Опубликовано в журнале Знамя, номер 3, 2012
Голос последнего царскосела
Д.И. Кленовский. Полное собрание стихотворений. Под редакцией О.А. Коростелева. — М.: Водолей (Серебряный век. Паралипоменон), 2011.
Московское издательство “Водолей” практически только что выпустило в издательской серии “Серебряный век. Паралипоменон” (удачное название: Паралипоменон — “книги о пропущенном”) полное собрание стихотворений Дмитрия Кленовского (1892—1976), многими серьезными критиками провозглашенного первым поэтом послевоенной русской эмиграции. Это в чем-то этапное издание, поскольку попытка собрать все поэтическое наследие Кленовского предпринимается в третий раз. А в нашей стране впервые. Составитель и комментатор интересующей нас книги О.А. Коростелев блестяще справился с поставленной задачей, отыскав вдобавок к основным поэтическим книгам Кленовского не только редчайшие ранние его стихотворные и переводческие опыты, но и основные выступления критиков, посвященные поэту. Таким образом литературное явление Кленовского предстает перед читателем как бы в образцовой завершенности. Вот об этом явлении хотелось бы немного поговорить.
------------------------------------------------------------------------
Задания ::
1. Переведите на английский язык предложение из рецензии о Кленовском: «Вот об этом явлении хотелось бы немного поговорить».
2. Продолжите рецензию на собрание стихотворений Кленовского, начав сразу после её последнего предложения.

Выборка данных ::
------------------------------------------------------------------------
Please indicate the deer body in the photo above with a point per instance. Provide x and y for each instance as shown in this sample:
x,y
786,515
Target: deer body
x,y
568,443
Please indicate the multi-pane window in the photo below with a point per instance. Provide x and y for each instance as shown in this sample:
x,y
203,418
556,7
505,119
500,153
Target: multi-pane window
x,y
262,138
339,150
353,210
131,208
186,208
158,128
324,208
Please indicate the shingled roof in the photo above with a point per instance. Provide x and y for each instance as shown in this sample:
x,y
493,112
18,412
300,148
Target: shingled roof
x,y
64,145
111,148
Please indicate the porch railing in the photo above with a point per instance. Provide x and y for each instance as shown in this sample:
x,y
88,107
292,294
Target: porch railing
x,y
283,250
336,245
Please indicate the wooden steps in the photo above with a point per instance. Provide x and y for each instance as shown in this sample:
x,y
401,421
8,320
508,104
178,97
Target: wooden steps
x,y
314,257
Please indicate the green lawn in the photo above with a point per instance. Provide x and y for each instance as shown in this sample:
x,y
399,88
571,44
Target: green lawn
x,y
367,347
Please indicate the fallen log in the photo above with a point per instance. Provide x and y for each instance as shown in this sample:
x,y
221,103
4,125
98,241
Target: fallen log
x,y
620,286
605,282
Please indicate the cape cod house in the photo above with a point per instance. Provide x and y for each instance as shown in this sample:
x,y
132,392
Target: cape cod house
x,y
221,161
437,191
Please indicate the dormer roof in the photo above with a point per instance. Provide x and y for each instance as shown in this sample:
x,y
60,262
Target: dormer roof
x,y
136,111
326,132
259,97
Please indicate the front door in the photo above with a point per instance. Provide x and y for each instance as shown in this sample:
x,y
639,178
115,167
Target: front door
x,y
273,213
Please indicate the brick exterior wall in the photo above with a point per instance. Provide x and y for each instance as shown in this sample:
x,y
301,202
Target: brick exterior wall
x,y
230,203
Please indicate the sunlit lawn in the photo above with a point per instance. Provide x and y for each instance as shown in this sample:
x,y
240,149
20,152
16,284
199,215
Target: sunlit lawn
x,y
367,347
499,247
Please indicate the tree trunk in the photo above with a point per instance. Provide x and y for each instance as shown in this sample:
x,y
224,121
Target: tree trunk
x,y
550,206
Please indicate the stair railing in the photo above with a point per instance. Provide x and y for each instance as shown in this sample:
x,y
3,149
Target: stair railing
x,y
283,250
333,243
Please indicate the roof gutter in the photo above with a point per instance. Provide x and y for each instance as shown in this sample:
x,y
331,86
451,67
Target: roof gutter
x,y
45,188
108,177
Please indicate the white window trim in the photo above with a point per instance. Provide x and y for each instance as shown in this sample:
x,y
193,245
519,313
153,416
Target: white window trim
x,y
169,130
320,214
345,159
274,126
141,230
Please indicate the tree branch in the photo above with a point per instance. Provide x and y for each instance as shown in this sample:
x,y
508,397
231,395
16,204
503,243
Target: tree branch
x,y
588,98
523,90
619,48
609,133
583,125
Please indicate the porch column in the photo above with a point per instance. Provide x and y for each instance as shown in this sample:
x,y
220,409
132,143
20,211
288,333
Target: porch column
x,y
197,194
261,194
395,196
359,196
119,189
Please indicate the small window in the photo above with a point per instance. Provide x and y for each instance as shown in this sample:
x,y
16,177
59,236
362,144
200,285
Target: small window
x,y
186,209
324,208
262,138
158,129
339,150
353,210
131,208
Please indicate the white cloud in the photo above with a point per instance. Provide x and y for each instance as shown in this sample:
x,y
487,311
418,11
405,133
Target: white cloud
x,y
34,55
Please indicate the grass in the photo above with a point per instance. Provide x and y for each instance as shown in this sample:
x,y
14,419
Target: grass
------------------------------------------------------------------------
Ответы по порядку ::
1. It is this phenomenon that I would like to talk about a little.

2.
Большинство из нас, людей вполне даже заинтересованных, обыкновенно знакомится с творчеством поэтов “второй волны” русской эмиграции по антологиям. Но хрестоматийные подборки отдают подчас какой-то “второстепенностью” и даже необязательностью. Наследие поэтов, представленное таким образом, невольно кажется скудным. И, конечно, вкус и практические соображения составителей могут удалить такие строки и строфы, которые, возможно, совпали бы с тем, что высокопарно называют “нашим строем души”. Авторы, иногда — важнейшие, могут по этой причине испариться из нашего читательского обихода.
Все эти слова — к тому, что первое впечатление от только что вышедшего тома полного собрания стихотворений Дмитрия Кленовского вполне очевидно: “А он так много написал!”… Хотя, конечно, случилось все несколько раньше. Успокоенный совершенно антологиями в том смысле, что Кленовский — просто фамилия в списке поэтов не вполне поэтически удавшейся “второй волны”, я наткнулся, копаясь в мюнхенских “Мостах”, на строки, поражающие какой-то неизбывной, окончательной тоской человека, готового ради возвращения утраченного прошлого пожертвовать даже тем, что у него в этом прошлом было:
И снова тишина. И снова — год
Из тех, что до семнадцатого года.
Зачем я вот не этот пешеход,
Не кучер, что везет на Стрелку Блока,
Не дворник, задремавший у ворот,
Не проститутка, что домой бредет —
вернулось бы лишь то, что так далеко!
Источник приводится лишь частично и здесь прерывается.